# Great grand daughter



## tortiecat (Jun 3, 2019)

My great grand daughter was born yesterday evening!
Rose Taylor... arrived at 6:30p.m. weighing 9lbs.9ozs.
Mother(my grand daughter) and father esthstatic.
Got to visit and hold her this afternoon!:love_heart:


----------



## Pappy (Jun 3, 2019)

From Pappy.


----------



## applecruncher (Jun 3, 2019)

Congratulations!


----------



## AZ Jim (Jun 3, 2019)

Fun!  Enjoy....


----------



## C'est Moi (Jun 3, 2019)

Congrats, great-grandma!   And to the happy parents, too.


----------



## RadishRose (Jun 3, 2019)

How wonderful! Congratulations.


----------



## hollydolly (Jun 3, 2019)




----------



## Ruth n Jersey (Jun 3, 2019)

That's wonderful. Congratulations!


----------



## Ken N Tx (Jun 4, 2019)

Congratulations!


----------



## DaveA (Jun 4, 2019)

Congratulations and at 9+ lbs, that's a solid little lady.  And it's an extra bonus when they're nearby and you'll get to see and hold her.


----------



## jujube (Jun 4, 2019)

Congratulations!!!


----------



## moviequeen1 (Jun 4, 2019)

Congrats on the latest addition to your family,wonderful news


----------



## Falcon (Jun 4, 2019)

:applause2:


----------



## tortiecat (Jun 5, 2019)

Thanks for all your well wishes!!
I've been blessed with great kids, grand kids, and now the next generation!


----------



## Linda (Jun 5, 2019)

Congratulations! How exciting.


----------



## fmdog44 (Jun 6, 2019)

"Girls, girls, girls and girls."


----------



## Vega_Lyra (Jun 6, 2019)

Congratulations ! :cheerful:


----------



## MeAgain (Jul 24, 2019)

CONGRATES!


----------

-- -- --

## WRITTEN REQUEST
Answer these from the forum thread about the new great granddaughter:
1. At what time was Rose Taylor born?
2. What does DaveA call the baby because of her weight?
3. On what date did MeAgain post a reply?
Rely only on the forum thread for your answers.

Point annotation records

-- -- --

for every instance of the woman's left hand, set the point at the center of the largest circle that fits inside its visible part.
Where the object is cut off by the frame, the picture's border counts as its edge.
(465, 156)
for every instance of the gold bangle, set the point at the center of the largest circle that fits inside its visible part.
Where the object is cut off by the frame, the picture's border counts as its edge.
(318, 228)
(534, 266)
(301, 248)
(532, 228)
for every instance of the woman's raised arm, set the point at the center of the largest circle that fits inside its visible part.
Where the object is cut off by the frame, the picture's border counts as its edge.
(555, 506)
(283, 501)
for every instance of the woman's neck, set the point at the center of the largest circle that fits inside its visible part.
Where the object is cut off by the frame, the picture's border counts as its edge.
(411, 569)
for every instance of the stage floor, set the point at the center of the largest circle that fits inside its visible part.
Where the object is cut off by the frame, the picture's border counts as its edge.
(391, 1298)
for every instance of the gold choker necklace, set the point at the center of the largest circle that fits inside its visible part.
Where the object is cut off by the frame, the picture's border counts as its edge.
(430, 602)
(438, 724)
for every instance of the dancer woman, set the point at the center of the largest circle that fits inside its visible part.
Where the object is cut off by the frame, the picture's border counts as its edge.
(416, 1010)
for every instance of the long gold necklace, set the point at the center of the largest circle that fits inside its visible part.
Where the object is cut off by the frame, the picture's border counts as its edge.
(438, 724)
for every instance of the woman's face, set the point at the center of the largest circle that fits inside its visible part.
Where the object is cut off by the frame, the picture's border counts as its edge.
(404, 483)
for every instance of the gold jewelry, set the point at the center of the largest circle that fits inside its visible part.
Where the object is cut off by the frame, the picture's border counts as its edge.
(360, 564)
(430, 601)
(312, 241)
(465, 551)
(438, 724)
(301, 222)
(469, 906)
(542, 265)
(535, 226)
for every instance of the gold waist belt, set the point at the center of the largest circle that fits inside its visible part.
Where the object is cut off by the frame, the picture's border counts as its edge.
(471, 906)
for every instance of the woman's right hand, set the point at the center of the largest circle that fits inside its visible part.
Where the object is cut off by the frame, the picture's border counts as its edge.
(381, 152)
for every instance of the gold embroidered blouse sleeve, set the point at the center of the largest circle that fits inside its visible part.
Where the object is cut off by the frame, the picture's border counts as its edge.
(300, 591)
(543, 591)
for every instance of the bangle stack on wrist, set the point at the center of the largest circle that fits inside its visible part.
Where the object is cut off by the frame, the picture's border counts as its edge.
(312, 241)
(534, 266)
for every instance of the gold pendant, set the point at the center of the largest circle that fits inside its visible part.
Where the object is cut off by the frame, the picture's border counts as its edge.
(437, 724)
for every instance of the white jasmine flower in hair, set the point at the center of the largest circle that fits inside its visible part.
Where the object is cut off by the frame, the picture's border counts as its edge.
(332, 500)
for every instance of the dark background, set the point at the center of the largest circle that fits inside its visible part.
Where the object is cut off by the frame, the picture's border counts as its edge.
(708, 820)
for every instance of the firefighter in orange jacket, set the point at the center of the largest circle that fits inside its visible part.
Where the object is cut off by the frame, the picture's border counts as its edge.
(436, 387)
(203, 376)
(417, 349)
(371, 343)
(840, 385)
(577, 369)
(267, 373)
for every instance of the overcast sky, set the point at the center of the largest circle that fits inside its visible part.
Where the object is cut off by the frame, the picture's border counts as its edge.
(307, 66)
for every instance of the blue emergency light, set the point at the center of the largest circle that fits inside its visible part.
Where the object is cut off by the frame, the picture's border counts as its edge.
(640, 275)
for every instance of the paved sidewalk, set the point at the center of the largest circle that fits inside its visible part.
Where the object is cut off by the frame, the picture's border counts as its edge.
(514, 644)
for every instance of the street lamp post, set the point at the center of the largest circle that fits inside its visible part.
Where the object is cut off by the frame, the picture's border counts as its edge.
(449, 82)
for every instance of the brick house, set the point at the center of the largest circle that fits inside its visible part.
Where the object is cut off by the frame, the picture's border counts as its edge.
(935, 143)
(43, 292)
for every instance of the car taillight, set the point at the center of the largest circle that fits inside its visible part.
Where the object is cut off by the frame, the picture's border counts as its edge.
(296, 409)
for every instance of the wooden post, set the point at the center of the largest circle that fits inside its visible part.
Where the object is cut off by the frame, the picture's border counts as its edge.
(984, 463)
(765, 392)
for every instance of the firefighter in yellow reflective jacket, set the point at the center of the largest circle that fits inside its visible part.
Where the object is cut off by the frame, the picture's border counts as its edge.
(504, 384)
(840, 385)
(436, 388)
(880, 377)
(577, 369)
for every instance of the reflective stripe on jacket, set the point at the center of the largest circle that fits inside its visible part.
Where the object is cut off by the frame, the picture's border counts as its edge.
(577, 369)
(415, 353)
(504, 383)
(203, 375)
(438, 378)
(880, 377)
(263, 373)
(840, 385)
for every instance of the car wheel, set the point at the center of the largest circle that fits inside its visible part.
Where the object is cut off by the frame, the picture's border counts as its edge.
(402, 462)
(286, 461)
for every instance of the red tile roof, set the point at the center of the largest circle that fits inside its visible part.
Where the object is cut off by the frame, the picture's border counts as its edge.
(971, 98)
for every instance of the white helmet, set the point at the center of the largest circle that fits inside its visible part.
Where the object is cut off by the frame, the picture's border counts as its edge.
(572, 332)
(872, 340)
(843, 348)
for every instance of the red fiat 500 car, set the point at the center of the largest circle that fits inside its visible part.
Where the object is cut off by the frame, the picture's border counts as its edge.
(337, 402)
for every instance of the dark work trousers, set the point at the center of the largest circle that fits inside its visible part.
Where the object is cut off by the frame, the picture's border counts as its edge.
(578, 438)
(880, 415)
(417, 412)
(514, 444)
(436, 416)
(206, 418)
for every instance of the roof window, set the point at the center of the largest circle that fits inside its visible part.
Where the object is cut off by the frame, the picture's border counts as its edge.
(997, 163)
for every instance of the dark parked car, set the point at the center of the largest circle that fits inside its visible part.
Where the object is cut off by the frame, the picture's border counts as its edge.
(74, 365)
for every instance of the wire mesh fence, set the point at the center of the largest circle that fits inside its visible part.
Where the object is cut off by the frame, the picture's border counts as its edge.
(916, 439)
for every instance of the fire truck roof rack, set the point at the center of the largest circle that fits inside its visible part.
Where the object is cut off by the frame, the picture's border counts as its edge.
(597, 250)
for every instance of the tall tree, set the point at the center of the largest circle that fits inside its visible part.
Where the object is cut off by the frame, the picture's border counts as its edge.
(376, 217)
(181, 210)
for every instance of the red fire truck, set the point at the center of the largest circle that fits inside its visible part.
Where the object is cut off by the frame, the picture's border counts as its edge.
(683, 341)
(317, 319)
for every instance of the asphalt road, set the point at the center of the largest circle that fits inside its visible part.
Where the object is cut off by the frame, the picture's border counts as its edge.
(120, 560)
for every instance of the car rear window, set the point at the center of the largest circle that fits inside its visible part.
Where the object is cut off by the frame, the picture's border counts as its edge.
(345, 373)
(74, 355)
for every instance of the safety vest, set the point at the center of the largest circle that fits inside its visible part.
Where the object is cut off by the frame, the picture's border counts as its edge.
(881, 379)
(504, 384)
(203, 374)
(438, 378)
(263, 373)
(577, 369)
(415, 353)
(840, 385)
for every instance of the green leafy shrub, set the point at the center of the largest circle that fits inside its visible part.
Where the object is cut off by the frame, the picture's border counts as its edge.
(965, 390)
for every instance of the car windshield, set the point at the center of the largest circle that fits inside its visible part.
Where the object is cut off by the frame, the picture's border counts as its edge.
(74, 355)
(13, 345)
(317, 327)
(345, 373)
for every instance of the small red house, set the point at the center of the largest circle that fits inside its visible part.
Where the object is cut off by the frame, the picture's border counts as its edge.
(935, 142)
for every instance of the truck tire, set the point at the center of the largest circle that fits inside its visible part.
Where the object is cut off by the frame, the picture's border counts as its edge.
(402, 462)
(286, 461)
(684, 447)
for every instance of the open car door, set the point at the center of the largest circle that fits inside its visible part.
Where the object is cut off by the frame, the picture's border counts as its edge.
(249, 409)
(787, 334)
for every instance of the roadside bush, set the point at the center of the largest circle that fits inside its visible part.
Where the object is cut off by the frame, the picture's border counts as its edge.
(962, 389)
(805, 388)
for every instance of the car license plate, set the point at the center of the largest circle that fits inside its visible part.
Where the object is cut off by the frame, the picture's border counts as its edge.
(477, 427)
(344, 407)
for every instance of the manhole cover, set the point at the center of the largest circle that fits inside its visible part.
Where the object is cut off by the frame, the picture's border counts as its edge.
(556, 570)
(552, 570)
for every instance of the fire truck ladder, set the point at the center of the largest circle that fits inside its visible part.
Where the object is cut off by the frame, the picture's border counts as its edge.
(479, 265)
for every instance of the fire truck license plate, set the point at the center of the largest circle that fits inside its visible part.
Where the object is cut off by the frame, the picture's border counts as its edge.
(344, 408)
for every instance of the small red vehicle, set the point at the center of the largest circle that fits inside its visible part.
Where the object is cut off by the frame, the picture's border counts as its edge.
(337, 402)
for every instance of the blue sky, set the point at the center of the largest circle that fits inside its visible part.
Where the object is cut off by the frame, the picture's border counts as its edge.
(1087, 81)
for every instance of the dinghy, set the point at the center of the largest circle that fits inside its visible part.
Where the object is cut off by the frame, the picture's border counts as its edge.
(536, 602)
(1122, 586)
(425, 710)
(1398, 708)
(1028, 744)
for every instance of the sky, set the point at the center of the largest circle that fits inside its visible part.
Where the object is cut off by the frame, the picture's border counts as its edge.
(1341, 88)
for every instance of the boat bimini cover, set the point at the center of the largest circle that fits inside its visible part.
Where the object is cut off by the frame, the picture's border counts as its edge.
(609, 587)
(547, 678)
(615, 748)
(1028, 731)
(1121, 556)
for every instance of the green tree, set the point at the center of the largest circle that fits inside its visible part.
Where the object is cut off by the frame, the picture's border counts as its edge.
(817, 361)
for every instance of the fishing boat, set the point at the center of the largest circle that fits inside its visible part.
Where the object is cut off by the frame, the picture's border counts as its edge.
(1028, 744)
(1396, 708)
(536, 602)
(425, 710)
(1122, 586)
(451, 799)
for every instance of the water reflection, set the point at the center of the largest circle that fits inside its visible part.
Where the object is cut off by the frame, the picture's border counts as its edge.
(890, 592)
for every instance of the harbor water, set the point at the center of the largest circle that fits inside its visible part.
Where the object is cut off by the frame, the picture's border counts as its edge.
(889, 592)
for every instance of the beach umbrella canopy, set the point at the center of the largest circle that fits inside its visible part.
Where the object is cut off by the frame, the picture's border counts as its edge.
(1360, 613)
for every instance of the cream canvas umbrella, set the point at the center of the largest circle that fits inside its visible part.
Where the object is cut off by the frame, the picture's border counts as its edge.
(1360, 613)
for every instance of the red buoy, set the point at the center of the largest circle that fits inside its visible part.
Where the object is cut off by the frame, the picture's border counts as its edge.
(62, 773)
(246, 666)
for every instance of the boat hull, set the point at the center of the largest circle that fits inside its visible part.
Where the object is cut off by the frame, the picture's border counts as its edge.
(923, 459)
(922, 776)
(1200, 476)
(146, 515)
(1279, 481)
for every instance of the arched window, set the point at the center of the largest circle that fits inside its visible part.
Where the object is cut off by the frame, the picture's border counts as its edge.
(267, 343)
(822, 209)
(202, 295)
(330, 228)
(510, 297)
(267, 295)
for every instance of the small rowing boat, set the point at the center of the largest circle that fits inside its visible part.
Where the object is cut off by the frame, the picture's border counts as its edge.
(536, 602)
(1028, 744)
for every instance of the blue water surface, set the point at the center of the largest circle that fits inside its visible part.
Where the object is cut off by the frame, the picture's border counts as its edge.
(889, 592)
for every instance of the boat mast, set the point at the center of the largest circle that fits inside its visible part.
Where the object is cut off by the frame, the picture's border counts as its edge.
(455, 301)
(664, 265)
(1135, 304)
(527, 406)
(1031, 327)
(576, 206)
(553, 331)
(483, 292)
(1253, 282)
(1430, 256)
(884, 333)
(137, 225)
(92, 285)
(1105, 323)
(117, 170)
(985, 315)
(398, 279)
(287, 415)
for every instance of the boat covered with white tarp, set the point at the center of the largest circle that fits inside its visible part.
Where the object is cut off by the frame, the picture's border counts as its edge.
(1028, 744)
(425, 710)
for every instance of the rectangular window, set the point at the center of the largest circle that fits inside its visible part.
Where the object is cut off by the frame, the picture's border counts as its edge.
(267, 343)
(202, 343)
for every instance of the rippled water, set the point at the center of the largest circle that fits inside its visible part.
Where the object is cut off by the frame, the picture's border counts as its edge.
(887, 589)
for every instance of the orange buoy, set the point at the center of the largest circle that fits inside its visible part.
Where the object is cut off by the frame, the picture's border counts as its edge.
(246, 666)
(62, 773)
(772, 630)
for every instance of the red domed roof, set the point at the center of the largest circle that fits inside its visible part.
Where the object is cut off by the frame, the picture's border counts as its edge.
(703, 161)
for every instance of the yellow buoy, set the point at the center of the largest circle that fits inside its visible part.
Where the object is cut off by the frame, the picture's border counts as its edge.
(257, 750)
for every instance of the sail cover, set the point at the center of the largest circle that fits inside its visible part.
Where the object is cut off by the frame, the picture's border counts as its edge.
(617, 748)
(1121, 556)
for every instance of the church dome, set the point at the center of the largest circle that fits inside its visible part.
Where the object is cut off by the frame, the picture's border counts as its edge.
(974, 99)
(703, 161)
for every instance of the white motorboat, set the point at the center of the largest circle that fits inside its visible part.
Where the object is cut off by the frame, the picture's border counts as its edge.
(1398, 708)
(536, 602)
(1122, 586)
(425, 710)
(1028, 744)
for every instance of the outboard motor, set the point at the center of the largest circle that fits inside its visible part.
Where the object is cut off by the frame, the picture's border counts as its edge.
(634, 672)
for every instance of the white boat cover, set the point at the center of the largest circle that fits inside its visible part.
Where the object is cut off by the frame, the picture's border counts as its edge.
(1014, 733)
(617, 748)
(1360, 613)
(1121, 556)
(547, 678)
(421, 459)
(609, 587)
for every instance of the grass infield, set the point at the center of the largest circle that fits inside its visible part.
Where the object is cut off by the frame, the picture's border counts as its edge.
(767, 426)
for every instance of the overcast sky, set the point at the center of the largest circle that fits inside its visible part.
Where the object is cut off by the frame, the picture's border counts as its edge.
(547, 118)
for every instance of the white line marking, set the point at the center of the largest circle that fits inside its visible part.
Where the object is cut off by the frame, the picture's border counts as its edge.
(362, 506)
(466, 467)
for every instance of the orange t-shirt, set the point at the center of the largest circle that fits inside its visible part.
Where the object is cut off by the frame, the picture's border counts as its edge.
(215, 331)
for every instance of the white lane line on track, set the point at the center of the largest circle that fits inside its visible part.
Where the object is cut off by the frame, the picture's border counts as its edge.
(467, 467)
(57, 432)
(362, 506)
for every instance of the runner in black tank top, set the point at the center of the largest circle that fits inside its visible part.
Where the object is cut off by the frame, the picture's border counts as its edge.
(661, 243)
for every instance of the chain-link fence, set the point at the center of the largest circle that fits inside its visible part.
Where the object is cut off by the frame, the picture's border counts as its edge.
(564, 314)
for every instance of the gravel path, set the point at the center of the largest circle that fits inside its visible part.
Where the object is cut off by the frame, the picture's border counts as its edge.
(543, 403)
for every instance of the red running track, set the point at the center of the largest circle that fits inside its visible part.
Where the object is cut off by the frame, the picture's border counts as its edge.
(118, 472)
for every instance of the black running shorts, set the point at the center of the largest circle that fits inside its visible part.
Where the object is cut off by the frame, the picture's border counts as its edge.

-- -- --

## CORRECT RESULT
1. 6:30 p.m.
2. A solid little lady.
3. Jul 24, 2019.